### PAGE EXCERPT
This is also true of the relation between development and modernization. Many contemporaries did not consider the difference significant enough to distinguish clearly between the two. Like American economist Eugene Staley, one of the first scholars to write about modernization in 1943-44, they used the terms synonymously.29 Both concepts were about economic growth, and both contained a distinct notion of linear “progress” as measured in terms of the industrialized nations’ standards. From a historical perspective, however, certain differences do come to light. Modernization contained a much stronger claim to remake both entire social orders and individual lives. Whereas development aimed at infrastructure, modernization was about social organization and was thus more heavily interventionist and reliant on social engineering and planning. There was no development equivalent to modernization’s concept of “modern men”. Those modern men were, to a large degree, the product of sociological studies and social theory. In that sense, modernization was a by-product of the scientification of the social that characterized the twentieth century in general and the post-1945 period in particular.30
One could make the case that the Bolsheviks deserve the patent on modernization, for they were among the earliest and most ambitious advocates of modernization through technology, electrification, and state-run, big-push schemes in the 1920s and 1930s that aimed to produce a new kind of society constituted by the “new Soviet man”.31 Nazi Germany and Fascist Italy developed their own models of a “new man” to be engineered by the state.32 The creation of the American model of modernization was, as David Ekbladh argues in “The Great American Mission”, a reaction to European and Soviet modernization campaigns (regardless of how they were labeled). American observers in the 1930s set out to develop a formula that could compete with the fascist and Stalinist models of modernization and yet secure democracy and individual liberty. The depression helped to convince many that the state would have to play a leading role in remaking society. What became known as the TVA (Tennessee Valley Authority) model was characterized by social democratic thought combined with Keynesian economic theory, strong support for science and planning, immense trust in the benevolent power of experts, and emphasis on grassroots practices of self-help.33
Global Modernization: An American Product? On Transnational Transfers
The apparent success of the TVA model encouraged American experts and politicians to shape a universalist modernization formula. World War II heightened Americans’ awareness of the existence of comprehensive global problems – health, poverty, “backwardness” – that demanded overarching solutions.34 Elizabeth Borgwardt emphasizes how in this context political security became intimately linked with (an idealized image of) economic stability. A “policy of organized plenty” not only seemed essential but also feasible.35 Consequently, a new kind of thinking about economic entitlement entered postwar strategy rooms and papers under Roosevelt’s tutelage. His “freedom from want” slogan implied that individual liberty depended on economic security (an argument that Amartya Sen elaborated on much later in “Development as Freedom”).36 Economic security could be produced, modernizers believed. Wealth was not a matter of fate but the outcome of elaborate state-led planning underwritten by collective willpower.

### PROBLEM DESCRIPTION
Render this sentence from the modernization excerpt in Spanish: "Economic security could be produced, modernizers believed." Please rely on the modernization excerpt alone.

### EXTRACTED INFORMATION
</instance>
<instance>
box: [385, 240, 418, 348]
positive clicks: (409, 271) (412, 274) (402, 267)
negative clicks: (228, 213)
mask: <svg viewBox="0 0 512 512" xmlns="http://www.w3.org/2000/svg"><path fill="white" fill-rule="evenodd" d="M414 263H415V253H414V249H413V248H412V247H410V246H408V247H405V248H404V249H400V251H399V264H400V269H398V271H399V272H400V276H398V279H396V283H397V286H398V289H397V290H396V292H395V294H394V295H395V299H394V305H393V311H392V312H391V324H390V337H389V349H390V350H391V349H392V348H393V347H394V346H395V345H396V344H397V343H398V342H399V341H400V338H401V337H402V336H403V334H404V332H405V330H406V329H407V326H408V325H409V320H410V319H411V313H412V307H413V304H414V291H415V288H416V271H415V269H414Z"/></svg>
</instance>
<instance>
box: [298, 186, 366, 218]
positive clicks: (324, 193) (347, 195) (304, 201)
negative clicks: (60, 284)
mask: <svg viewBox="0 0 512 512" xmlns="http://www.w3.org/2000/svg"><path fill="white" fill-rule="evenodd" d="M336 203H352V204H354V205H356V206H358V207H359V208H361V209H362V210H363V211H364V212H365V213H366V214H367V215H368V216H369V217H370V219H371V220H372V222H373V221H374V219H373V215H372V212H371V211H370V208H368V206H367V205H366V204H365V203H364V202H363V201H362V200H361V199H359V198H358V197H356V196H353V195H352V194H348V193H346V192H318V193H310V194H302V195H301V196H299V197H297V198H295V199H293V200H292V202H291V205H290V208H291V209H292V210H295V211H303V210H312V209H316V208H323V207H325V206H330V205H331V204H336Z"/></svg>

### ANSWER BELOW
La seguridad económica podía producirse, creían los modernizadores.